> The request:
Rewrite all of the items below, swapping "segment" for "outline" and leaving everything else unchanged. Omit the pictures from your answer.

***

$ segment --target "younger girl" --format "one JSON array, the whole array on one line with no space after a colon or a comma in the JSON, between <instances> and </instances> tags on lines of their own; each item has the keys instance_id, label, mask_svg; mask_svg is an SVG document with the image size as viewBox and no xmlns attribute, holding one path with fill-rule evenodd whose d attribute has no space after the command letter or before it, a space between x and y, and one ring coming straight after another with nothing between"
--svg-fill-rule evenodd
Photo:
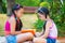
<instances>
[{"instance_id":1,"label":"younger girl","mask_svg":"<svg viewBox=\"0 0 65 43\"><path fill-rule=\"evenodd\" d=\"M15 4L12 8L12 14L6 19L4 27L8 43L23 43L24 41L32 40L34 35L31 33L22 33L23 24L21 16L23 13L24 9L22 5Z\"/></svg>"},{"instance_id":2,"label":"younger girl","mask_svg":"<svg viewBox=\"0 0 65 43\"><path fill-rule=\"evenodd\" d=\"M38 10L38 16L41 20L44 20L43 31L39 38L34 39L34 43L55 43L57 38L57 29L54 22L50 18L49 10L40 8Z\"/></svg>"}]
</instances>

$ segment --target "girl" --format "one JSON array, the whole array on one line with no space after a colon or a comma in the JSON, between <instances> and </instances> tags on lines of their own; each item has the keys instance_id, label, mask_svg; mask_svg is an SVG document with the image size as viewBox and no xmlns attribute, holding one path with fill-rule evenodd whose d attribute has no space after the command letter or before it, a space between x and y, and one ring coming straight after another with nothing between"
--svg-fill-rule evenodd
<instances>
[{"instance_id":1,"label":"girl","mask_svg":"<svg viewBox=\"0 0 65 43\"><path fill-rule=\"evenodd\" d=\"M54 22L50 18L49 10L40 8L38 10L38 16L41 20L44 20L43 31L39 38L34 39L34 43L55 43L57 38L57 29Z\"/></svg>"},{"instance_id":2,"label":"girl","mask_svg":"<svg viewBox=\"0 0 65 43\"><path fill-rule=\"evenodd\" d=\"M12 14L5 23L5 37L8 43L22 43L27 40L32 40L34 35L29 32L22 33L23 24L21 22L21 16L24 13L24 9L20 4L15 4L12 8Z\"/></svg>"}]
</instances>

***

> Response to this exercise:
$ outline --target "younger girl" --format "one JSON array, the whole array on one line with no space after a colon or a comma in the JSON, between <instances> and </instances> tags on lines of their own; each item has the keys instance_id, label, mask_svg; mask_svg is an SVG document with the image size as viewBox and no xmlns attribute, holding one path with fill-rule evenodd whose d attribute has no space after the command letter or before it, a space between x and y, and one ring coming straight after another with nothing between"
--svg-fill-rule evenodd
Photo:
<instances>
[{"instance_id":1,"label":"younger girl","mask_svg":"<svg viewBox=\"0 0 65 43\"><path fill-rule=\"evenodd\" d=\"M15 4L12 8L12 14L6 19L4 27L8 43L23 43L24 41L32 40L34 35L31 33L22 33L23 24L21 16L23 13L24 9L22 5Z\"/></svg>"},{"instance_id":2,"label":"younger girl","mask_svg":"<svg viewBox=\"0 0 65 43\"><path fill-rule=\"evenodd\" d=\"M38 10L38 16L41 20L44 20L43 31L39 38L34 39L34 43L55 43L57 38L57 29L54 22L50 18L49 10L40 8Z\"/></svg>"}]
</instances>

$ outline --target "girl" --format "one JSON array, the whole array on one line with no space after a colon or a comma in the JSON, between <instances> and </instances> tags on lines of their own; each item has the keys instance_id, label, mask_svg; mask_svg is an SVG document with the image size as viewBox and no xmlns attribute, holding one path with fill-rule evenodd whose d attribute has no space after the command letter or before it, a space between x and y, and one ring coming straight after another with nothing between"
--svg-fill-rule evenodd
<instances>
[{"instance_id":1,"label":"girl","mask_svg":"<svg viewBox=\"0 0 65 43\"><path fill-rule=\"evenodd\" d=\"M54 22L50 18L49 10L40 8L38 10L38 16L41 20L44 20L43 31L39 38L34 39L34 43L55 43L57 38L57 29Z\"/></svg>"},{"instance_id":2,"label":"girl","mask_svg":"<svg viewBox=\"0 0 65 43\"><path fill-rule=\"evenodd\" d=\"M12 14L5 23L5 37L8 43L22 43L27 40L32 40L34 35L29 32L22 33L23 24L21 22L21 16L24 13L24 9L20 4L15 4L12 8Z\"/></svg>"}]
</instances>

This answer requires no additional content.